■ **REQUIRED WORK**
State how many lines of the rows contain the word "leaf", giving only the number.

■ **LISTING**
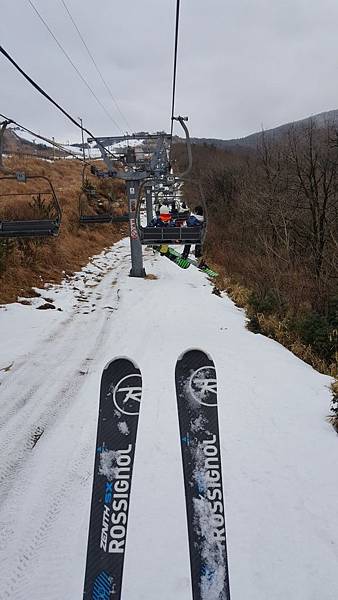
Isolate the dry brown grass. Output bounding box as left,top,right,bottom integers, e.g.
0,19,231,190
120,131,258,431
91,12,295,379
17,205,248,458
328,379,338,433
203,252,338,376
0,157,128,303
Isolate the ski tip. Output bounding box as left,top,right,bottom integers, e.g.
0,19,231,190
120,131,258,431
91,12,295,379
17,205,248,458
177,348,213,362
103,356,140,371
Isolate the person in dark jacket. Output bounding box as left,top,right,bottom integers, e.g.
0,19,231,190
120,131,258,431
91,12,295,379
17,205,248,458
182,206,204,258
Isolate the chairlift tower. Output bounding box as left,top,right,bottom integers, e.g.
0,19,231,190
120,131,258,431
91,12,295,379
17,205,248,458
88,132,170,277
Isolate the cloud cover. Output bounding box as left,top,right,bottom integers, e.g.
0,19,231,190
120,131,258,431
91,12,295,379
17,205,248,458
0,0,338,141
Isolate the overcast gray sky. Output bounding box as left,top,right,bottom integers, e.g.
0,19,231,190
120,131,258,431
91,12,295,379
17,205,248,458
0,0,338,141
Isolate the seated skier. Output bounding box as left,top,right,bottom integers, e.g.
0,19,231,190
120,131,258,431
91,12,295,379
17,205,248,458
148,204,175,227
181,206,204,258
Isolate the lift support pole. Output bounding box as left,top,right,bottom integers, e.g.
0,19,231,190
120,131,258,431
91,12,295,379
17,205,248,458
144,183,153,223
126,179,146,277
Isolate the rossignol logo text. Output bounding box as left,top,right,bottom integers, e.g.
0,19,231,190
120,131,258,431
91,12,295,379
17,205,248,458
202,434,225,544
100,444,133,554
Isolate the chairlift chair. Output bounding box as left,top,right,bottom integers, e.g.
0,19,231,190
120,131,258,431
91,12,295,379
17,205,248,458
136,179,207,246
0,171,62,238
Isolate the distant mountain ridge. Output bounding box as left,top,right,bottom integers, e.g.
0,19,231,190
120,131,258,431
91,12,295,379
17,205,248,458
4,109,338,156
191,110,338,149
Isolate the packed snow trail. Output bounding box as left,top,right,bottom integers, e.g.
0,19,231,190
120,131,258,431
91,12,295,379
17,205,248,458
0,240,338,600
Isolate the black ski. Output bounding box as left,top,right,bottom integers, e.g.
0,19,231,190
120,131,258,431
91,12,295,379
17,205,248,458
83,358,142,600
175,350,230,600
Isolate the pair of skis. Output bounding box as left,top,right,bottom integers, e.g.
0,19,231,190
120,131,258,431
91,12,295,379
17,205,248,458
83,350,230,600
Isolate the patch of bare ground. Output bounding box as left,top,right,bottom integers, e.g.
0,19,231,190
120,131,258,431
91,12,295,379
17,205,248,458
0,157,128,303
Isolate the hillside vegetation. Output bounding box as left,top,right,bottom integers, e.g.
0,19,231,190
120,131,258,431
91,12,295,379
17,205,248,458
0,157,128,303
176,121,338,375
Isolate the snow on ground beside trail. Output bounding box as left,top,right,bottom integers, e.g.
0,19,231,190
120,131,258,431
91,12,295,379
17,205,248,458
0,240,338,600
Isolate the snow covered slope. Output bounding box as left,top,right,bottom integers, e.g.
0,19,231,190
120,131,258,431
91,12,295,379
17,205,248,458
0,240,338,600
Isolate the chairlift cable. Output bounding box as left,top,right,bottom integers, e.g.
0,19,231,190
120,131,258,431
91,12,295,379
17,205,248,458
0,46,116,158
0,113,90,164
170,0,180,145
28,0,123,133
60,0,132,131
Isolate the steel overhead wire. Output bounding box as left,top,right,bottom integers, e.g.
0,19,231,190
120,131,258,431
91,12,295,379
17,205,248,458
60,0,132,131
0,46,116,158
170,0,180,142
0,113,90,164
28,0,123,133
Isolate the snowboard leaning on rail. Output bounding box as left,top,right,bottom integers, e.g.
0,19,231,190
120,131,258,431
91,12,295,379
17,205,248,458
155,245,218,277
175,350,230,600
83,358,142,600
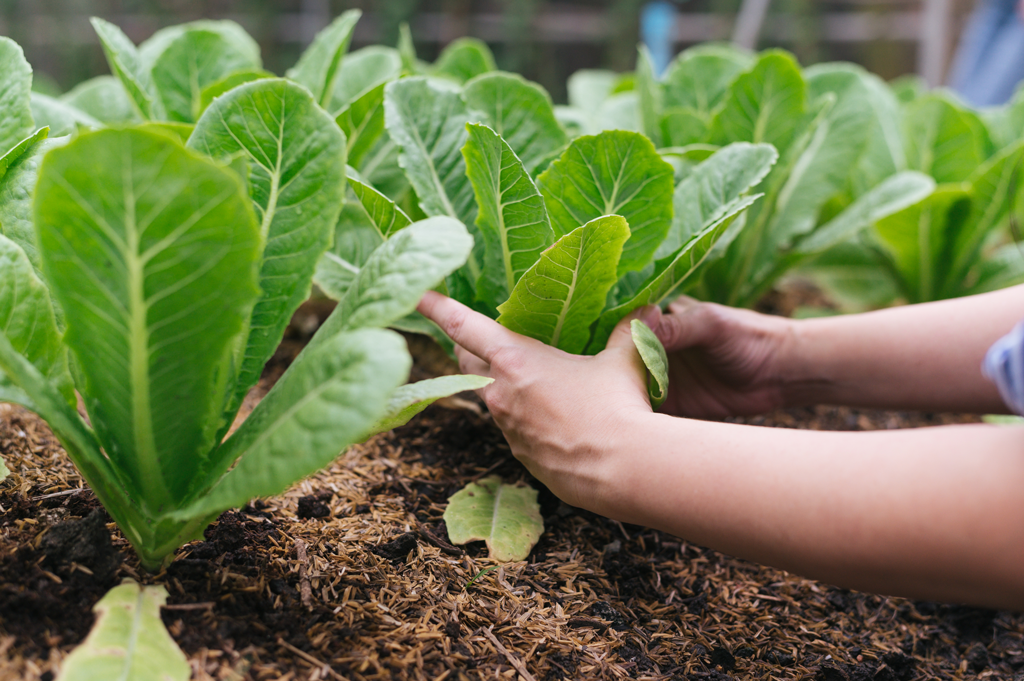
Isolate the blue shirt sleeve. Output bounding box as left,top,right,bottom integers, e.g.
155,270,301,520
981,322,1024,416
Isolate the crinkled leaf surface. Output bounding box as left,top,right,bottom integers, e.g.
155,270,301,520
538,130,673,274
587,195,761,354
286,9,362,108
384,78,476,224
188,79,346,414
151,22,262,123
60,76,138,125
372,375,494,434
902,93,987,184
462,72,568,175
89,16,157,120
35,129,260,510
444,475,544,561
313,177,411,300
711,50,807,150
0,36,36,155
462,123,555,308
664,45,754,120
432,38,497,83
57,580,191,681
32,92,103,137
175,329,412,517
630,320,669,409
0,236,76,407
498,215,630,353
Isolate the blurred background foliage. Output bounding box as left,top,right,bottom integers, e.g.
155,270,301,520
0,0,972,101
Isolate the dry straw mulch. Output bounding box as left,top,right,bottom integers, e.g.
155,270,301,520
0,331,1024,681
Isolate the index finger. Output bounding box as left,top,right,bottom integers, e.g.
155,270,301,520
416,291,516,364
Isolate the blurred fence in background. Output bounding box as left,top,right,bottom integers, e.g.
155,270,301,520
0,0,972,100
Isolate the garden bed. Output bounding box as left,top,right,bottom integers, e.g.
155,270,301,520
0,315,1024,680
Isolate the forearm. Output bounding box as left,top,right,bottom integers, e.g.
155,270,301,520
779,286,1024,413
590,415,1024,609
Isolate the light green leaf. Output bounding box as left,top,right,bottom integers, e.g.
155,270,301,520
664,45,754,116
462,73,568,175
328,45,401,116
538,130,673,275
431,38,498,83
711,50,807,152
630,320,669,409
180,329,412,518
188,79,345,421
32,92,103,137
498,215,630,354
462,123,555,308
384,78,476,224
902,93,987,184
313,177,411,300
655,142,778,258
60,76,137,125
444,475,544,562
310,216,473,337
89,16,155,121
151,22,261,123
285,9,362,108
35,129,260,509
593,194,762,354
796,170,935,254
0,36,39,155
371,375,495,435
193,69,274,115
57,580,191,681
0,237,77,407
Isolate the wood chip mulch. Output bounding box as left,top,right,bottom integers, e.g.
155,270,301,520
0,325,1024,681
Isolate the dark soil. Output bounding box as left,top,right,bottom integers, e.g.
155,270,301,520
0,296,1024,681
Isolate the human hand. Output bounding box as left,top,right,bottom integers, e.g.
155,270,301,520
418,292,659,513
652,296,793,419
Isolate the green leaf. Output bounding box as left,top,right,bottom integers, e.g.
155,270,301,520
0,36,37,154
35,129,260,509
310,217,473,345
89,16,155,121
384,78,476,224
444,475,544,562
372,375,495,435
194,69,274,115
462,73,568,175
313,177,411,300
874,184,971,302
286,9,362,108
711,50,807,152
538,130,673,275
630,320,669,409
593,194,762,354
796,170,935,254
0,237,77,407
180,329,412,518
328,45,401,116
902,93,987,184
151,22,261,123
655,142,778,258
431,38,498,83
32,92,103,137
462,123,555,308
498,215,630,354
664,45,754,116
188,79,345,421
57,580,191,681
60,76,137,125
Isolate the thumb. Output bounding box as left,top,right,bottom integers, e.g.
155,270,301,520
605,305,664,356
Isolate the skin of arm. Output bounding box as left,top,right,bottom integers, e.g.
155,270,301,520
420,287,1024,608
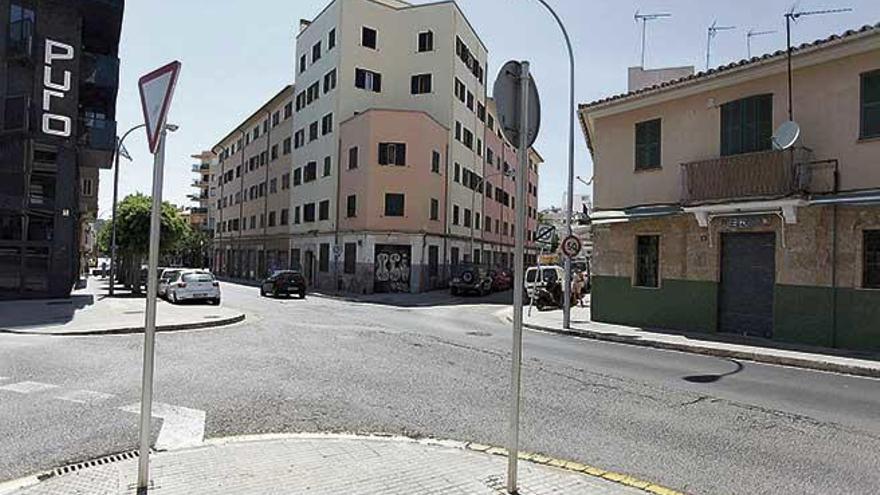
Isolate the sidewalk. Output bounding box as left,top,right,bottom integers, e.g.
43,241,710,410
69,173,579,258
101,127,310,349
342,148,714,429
504,300,880,378
0,435,660,495
0,278,245,335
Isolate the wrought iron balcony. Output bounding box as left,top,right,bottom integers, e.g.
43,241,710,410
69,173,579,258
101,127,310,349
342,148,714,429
681,148,836,205
81,52,119,89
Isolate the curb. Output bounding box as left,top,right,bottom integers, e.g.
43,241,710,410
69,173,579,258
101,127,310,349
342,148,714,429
505,315,880,378
0,433,686,495
0,313,245,337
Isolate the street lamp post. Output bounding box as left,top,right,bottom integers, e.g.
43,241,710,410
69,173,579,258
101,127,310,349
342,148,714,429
110,124,178,297
520,0,577,329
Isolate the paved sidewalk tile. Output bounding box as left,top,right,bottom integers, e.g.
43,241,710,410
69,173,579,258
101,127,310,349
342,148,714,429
10,437,645,495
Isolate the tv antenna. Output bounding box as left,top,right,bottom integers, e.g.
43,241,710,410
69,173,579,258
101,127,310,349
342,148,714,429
706,20,736,70
746,29,776,60
633,10,672,68
785,4,852,120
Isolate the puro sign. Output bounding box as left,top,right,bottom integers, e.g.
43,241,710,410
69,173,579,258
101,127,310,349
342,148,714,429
42,38,74,137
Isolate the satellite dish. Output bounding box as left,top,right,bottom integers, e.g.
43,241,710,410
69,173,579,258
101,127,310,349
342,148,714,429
772,120,801,150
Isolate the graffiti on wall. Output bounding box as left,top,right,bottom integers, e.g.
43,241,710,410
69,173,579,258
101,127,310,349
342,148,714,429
373,244,411,292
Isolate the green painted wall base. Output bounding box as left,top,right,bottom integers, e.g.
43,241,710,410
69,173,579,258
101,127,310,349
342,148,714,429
591,275,880,351
590,275,718,332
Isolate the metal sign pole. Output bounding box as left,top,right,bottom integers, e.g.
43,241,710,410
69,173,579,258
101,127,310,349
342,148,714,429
507,62,531,493
138,129,166,493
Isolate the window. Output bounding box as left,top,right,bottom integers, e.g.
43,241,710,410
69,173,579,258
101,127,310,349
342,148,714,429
859,70,880,139
428,246,440,277
303,203,315,223
348,146,358,170
321,113,333,136
342,242,357,274
410,74,431,95
419,31,434,52
455,77,467,103
345,194,357,218
324,69,336,94
721,95,773,156
379,143,406,166
385,193,405,217
862,230,880,289
635,235,660,287
354,69,382,93
635,119,660,170
318,242,330,273
303,162,318,183
361,26,377,50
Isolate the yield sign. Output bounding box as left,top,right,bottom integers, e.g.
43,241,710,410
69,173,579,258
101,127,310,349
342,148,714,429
138,61,180,154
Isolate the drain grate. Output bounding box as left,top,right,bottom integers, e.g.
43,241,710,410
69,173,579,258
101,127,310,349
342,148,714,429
37,449,153,481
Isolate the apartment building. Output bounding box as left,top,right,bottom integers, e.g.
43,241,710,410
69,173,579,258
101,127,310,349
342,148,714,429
0,0,124,299
187,151,217,233
580,25,880,350
211,85,294,279
289,0,541,293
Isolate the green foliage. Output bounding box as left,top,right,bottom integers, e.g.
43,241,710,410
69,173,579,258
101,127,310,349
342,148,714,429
112,193,189,258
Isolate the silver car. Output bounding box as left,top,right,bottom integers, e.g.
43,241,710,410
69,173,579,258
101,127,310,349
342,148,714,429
166,270,220,305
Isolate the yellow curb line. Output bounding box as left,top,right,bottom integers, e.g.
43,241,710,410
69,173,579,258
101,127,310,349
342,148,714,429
465,443,686,495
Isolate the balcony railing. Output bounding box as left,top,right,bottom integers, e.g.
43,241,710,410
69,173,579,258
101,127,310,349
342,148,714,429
682,148,835,205
81,53,119,89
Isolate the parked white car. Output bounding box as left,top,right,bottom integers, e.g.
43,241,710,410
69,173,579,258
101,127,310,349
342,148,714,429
525,265,565,298
166,270,220,305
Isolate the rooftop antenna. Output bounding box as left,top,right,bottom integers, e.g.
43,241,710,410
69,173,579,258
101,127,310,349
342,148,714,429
633,10,672,68
746,29,776,60
706,19,736,70
785,4,852,121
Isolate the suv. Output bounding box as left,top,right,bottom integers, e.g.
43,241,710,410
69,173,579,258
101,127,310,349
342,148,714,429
449,263,493,296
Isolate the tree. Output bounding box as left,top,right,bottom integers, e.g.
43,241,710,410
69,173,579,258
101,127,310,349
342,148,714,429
110,193,189,293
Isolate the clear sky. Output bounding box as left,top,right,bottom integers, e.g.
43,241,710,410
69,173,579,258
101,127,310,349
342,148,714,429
100,0,880,218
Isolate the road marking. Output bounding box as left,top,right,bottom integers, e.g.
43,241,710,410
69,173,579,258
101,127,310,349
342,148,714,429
0,382,58,394
120,402,205,450
55,390,113,404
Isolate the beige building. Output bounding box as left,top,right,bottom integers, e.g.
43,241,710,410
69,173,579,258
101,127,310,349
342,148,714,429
208,85,294,279
580,26,880,350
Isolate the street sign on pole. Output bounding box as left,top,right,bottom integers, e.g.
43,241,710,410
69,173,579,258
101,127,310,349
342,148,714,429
137,61,180,493
494,62,541,493
562,235,582,258
492,60,541,148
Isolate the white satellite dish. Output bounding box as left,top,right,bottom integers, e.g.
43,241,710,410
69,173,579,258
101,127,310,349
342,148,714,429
772,120,801,150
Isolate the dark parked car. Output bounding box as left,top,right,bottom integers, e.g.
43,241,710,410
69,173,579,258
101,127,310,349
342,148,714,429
260,270,306,299
449,263,492,296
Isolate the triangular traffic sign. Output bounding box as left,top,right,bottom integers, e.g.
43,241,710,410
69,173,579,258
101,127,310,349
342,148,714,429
138,61,180,154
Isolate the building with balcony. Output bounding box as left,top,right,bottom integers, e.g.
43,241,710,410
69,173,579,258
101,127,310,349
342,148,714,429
580,25,880,350
0,0,124,298
289,0,541,293
211,85,294,280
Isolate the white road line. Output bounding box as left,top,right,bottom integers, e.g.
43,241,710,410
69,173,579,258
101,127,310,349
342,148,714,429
0,382,58,394
120,402,205,450
55,390,114,404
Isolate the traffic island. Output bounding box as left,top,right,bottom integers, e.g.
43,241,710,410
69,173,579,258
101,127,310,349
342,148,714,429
0,434,678,495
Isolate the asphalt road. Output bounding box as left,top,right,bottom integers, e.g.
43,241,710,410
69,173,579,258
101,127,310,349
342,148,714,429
0,284,880,494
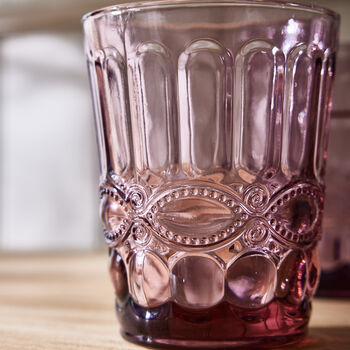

■ **RESPONSE TO THE TASK**
3